Excerpt =>

[Start of section]

Carter Mandley appeared to be a healthy newborn baby. He was spunky and fun loving, much like his older brothers were when they were born.
Then one month after his birth, his mom noticed something on his belly.
"His stomach was protruding on the left side and I thought it was either a hernia or he was constipated," Lyndsey Mandley said.
Doctors determined it wasn't constipation or a hernia so Lyndsey and her husband, Chris, were told to take Carter in for an ultrasound.
"Went in for the ultrasound and that's the moment I knew it was cancer," the heartbroken mom said.
It was a rare cancer, and a bad one.
Little Carter was diagnosed with a metastatic extrarenal rhabdoid tumor, which is a cancer that starts in the kidney.
The prognosis was poor. Carter's mom discovered that on her own.
"Well, I did some research," Lyndsey said. "It said zero point zero chances of surviving and the doctor also advised this is not a good cancer."
Carter spent a lot of time in Chapel Hill during his short life. There are no pediatric oncologists in the Wilmington area.
The cancer took over his little body and just a few weeks past his first birthday, Carter died.
He's no longer here but his memory lives everywhere in the Mandley's home. There are portraits, molds of his hands, and his name prominently displayed on the living room wall.
Lyndsey is now on a mission to help other moms and families making the same difficult journey. She's started the Buttercup Foundation.
Last Friday, Lyndsey, her husband, and their two young sons traveled to Chapel Hill to donate toys and gift cards to families on the children's cancer floor.
"What I've learned through this process is that life is short," she said. "You have to make the best of it no matter the circumstances and make sure you are giving the best for your family."

[End of section]

What you need to do =>
(1) In the Carter Mandley story, what did Lyndsey Mandley start to help other families?
(2) From the Carter Mandley story, return the passage that begins at the words "Then one month" and stops after "heartbroken mom said.", copied word for word.

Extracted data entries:
[Start of section]

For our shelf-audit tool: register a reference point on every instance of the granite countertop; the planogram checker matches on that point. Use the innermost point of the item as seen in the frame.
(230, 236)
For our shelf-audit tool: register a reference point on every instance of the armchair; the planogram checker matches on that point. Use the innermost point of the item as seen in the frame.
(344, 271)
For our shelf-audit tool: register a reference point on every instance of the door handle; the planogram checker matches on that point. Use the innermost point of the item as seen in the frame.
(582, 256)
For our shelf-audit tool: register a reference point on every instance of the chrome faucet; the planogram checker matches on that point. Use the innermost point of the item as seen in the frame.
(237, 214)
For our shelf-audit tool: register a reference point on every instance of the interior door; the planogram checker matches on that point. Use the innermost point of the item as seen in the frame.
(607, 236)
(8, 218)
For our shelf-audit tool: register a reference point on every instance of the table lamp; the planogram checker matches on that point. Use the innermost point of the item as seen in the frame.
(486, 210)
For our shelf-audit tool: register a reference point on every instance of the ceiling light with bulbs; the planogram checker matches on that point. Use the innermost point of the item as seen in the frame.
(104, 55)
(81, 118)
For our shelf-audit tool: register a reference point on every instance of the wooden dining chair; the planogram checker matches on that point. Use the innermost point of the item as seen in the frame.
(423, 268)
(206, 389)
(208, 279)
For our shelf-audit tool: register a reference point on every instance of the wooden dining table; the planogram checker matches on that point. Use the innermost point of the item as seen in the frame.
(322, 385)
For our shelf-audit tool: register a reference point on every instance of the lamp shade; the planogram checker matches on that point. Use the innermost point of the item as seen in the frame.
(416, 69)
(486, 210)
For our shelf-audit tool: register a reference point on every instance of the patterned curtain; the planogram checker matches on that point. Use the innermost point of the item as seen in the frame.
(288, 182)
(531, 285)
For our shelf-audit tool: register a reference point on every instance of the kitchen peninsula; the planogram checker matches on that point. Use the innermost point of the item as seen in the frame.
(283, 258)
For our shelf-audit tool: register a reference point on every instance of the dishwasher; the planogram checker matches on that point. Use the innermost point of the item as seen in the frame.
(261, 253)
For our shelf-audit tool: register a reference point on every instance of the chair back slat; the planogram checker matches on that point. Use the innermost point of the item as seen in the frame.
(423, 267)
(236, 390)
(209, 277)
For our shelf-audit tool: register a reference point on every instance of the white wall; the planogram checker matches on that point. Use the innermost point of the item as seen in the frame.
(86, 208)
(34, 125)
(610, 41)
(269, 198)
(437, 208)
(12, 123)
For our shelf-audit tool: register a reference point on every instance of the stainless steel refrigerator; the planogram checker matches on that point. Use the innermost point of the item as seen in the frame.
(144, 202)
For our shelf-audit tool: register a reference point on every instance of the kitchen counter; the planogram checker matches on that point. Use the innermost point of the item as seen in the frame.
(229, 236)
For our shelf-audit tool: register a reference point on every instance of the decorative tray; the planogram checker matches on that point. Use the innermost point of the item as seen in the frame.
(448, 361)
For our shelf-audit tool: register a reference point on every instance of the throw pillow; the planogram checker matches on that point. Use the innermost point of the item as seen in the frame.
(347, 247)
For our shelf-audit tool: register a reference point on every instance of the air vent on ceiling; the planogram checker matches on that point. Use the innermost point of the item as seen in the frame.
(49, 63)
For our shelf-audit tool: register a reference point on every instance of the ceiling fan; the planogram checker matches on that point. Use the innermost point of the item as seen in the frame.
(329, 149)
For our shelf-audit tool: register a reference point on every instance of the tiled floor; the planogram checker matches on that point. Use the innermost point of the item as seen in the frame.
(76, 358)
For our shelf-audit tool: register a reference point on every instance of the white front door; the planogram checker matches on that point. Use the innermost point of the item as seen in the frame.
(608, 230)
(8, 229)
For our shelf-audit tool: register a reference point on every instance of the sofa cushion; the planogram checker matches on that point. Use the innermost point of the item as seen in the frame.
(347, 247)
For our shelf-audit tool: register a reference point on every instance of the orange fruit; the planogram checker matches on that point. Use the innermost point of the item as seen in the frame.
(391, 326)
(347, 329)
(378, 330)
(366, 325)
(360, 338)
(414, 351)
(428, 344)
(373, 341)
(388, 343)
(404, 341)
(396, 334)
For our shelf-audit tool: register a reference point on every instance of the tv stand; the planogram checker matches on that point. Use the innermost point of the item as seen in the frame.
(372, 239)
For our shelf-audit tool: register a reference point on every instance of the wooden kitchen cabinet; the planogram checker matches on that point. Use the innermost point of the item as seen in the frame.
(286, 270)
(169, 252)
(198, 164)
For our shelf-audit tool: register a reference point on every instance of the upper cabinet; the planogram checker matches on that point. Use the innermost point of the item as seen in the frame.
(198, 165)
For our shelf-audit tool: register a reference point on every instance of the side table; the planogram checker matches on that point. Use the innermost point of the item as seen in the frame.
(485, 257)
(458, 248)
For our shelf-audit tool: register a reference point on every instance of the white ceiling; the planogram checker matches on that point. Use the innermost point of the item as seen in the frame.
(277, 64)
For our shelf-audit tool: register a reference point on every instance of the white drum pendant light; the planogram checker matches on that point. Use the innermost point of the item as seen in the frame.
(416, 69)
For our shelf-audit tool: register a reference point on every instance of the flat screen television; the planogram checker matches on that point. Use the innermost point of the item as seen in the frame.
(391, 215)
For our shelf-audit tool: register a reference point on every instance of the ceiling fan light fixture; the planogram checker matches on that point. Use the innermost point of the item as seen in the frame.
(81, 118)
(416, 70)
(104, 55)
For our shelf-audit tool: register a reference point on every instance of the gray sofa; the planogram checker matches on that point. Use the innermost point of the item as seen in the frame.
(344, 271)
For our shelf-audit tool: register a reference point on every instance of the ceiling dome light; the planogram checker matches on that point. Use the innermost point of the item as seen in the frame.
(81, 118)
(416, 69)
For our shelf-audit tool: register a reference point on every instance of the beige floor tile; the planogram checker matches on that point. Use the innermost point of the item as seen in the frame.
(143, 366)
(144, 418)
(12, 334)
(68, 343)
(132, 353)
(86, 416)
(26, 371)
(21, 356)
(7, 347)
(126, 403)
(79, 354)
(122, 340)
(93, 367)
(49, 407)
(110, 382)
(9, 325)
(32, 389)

[End of section]

Answers in order =>
(1) The Buttercup Foundation.

(2)
Then one month after his birth, his mom noticed something on his belly.
"His stomach was protruding on the left side and I thought it was either a hernia or he was constipated," Lyndsey Mandley said.
Doctors determined it wasn't constipation or a hernia so Lyndsey and her husband, Chris, were told to take Carter in for an ultrasound.
"Went in for the ultrasound and that's the moment I knew it was cancer," the heartbroken mom said.